Leave out the images; return the rest of the data exactly.

== INPUT DATA

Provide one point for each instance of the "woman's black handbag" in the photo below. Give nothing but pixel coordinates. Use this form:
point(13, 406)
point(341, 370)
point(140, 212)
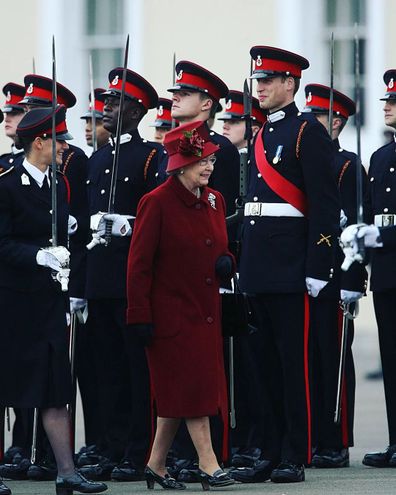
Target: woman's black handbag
point(235, 312)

====

ANSWER TO THE EXERCISE:
Provide one point for each instance of the "woman's black handbag" in the photo below. Give nothing but pixel coordinates. Use this form:
point(13, 406)
point(341, 370)
point(140, 212)
Target: woman's black handbag
point(235, 312)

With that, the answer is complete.